## start Exercise input

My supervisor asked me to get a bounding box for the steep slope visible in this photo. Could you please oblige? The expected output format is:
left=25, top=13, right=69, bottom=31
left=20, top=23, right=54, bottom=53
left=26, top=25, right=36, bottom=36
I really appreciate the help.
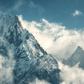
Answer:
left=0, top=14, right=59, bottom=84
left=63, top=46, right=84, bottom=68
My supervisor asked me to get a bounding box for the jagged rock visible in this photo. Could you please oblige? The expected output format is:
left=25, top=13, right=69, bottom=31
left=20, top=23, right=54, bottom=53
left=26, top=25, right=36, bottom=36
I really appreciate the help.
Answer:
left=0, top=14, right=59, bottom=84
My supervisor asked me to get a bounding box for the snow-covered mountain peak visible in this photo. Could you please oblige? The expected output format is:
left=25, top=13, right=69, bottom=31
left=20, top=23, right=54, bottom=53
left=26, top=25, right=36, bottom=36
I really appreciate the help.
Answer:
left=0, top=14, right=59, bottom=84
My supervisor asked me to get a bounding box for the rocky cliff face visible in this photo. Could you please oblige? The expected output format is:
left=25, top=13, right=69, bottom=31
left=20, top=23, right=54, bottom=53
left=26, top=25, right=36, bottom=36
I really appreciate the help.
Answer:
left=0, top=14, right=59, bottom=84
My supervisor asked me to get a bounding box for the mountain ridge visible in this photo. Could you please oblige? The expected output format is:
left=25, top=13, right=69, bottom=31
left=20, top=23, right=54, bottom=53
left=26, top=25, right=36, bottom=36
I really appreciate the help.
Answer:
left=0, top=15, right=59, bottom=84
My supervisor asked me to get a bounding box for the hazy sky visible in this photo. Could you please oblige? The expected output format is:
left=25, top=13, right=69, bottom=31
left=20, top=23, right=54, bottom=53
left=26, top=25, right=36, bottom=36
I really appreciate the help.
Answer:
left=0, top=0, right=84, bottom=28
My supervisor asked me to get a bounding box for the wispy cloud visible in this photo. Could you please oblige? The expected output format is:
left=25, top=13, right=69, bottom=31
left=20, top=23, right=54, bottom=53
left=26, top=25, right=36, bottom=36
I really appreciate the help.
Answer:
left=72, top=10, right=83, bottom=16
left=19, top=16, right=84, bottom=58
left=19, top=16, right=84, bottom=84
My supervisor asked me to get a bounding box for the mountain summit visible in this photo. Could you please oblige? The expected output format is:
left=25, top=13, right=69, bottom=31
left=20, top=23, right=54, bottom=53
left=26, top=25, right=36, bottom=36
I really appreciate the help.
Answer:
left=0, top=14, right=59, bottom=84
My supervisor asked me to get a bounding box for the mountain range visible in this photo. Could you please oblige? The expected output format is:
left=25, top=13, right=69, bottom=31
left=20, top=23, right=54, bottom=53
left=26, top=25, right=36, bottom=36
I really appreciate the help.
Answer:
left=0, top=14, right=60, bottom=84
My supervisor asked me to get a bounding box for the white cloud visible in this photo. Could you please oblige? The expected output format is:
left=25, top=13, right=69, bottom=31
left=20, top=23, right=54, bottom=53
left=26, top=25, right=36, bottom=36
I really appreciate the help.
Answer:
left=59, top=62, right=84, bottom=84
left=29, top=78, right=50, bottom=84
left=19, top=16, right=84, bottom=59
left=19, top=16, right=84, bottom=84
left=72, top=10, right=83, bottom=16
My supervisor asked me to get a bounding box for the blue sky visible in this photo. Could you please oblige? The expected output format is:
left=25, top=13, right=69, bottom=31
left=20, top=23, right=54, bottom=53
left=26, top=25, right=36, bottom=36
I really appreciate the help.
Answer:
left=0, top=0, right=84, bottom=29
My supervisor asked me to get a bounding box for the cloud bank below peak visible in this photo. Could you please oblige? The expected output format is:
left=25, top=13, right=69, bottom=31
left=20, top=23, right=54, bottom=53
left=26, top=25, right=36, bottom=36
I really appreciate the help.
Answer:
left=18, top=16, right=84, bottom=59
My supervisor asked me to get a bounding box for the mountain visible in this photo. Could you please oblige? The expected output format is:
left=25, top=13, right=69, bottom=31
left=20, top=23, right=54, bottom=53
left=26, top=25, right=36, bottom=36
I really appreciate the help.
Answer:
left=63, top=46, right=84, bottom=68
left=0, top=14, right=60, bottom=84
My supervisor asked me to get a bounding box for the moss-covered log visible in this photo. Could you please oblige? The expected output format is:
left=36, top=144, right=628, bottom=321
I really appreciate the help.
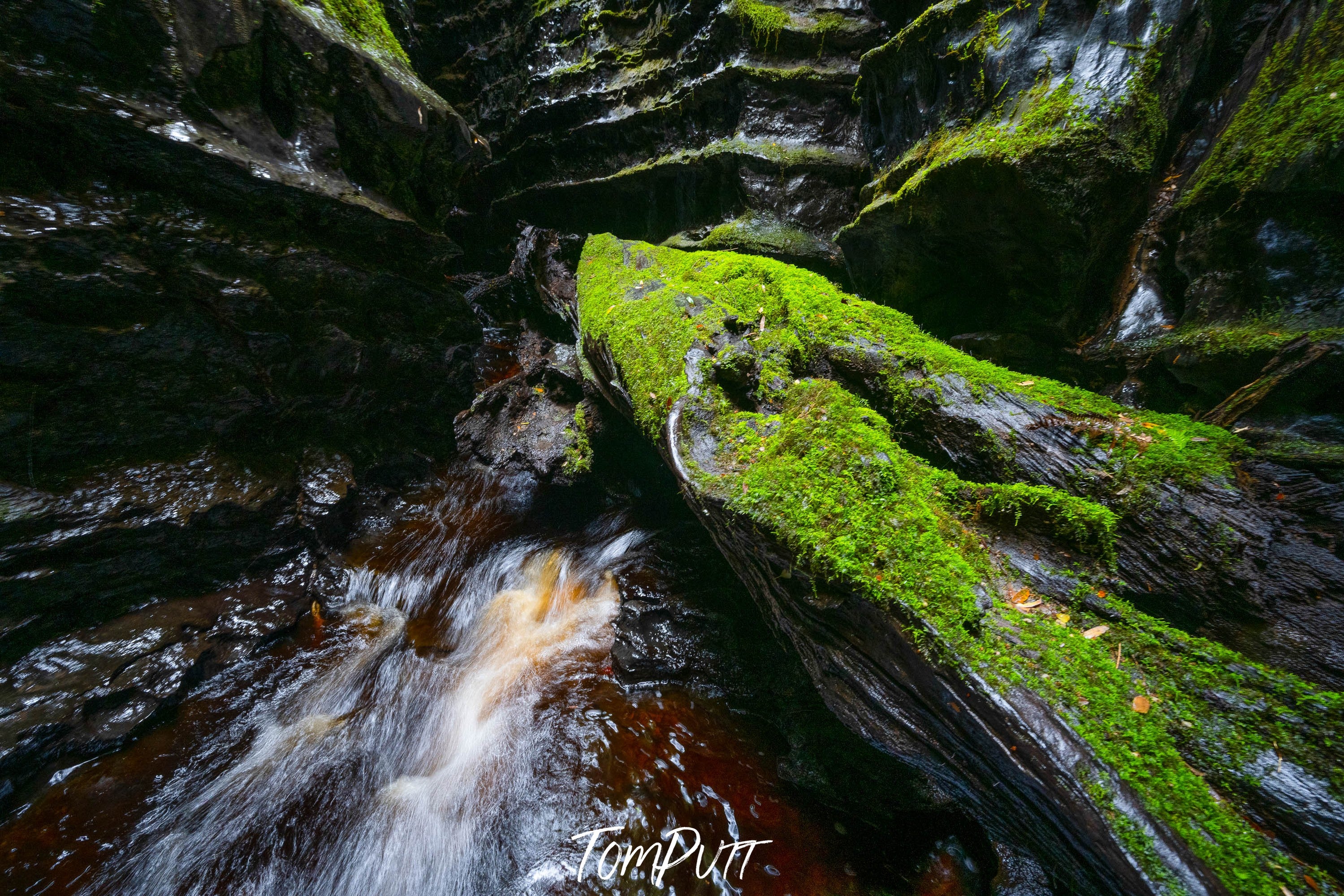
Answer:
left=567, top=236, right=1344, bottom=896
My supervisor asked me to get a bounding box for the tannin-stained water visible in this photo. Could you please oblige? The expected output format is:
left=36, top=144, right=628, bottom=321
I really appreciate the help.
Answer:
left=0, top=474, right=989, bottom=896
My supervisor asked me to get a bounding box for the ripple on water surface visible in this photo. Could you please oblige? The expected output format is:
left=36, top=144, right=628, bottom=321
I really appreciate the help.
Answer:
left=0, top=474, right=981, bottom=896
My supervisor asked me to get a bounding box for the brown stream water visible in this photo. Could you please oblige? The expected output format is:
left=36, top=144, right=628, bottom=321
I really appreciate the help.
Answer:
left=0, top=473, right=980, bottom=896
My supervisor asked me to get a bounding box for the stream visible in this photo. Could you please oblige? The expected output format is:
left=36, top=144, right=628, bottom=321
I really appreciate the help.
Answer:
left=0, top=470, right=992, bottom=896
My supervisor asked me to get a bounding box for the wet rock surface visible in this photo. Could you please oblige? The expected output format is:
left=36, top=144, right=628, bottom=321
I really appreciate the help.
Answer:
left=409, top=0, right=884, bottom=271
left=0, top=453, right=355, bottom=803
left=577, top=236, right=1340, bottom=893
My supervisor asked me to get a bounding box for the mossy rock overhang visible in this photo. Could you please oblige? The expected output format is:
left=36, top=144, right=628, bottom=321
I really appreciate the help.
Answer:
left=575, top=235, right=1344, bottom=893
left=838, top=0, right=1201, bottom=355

## end Exercise input

• _Work to be completed_: Copy the material again from the line containing "for the stream" through the end of the material, requests included. Shift every bounding-box coordinate in the answers up by 127, and leave the requests and their format samples unchanged.

• _Exercise response_:
My supervisor asked me to get a bounding box for the stream visible in this photo. Could you please oblige? The expected output format is:
left=36, top=144, right=628, bottom=321
I really appreciate the help.
Answer:
left=127, top=597, right=1119, bottom=1023
My supervisor asked me to get a bounding box for the wet rock surface visible in this photo. Could you please oblige? The expected output format is:
left=36, top=144, right=628, bottom=321
I really appreciate the help.
Answer:
left=536, top=127, right=1011, bottom=398
left=127, top=580, right=482, bottom=930
left=704, top=363, right=1467, bottom=1020
My supervisor asked me to get a bounding box for the mossy rock overhang visible in this photo. Could you please oblige? The expected output format is:
left=36, top=144, right=628, bottom=321
I really appreciate the help.
Answer:
left=702, top=362, right=1471, bottom=1020
left=965, top=127, right=1328, bottom=482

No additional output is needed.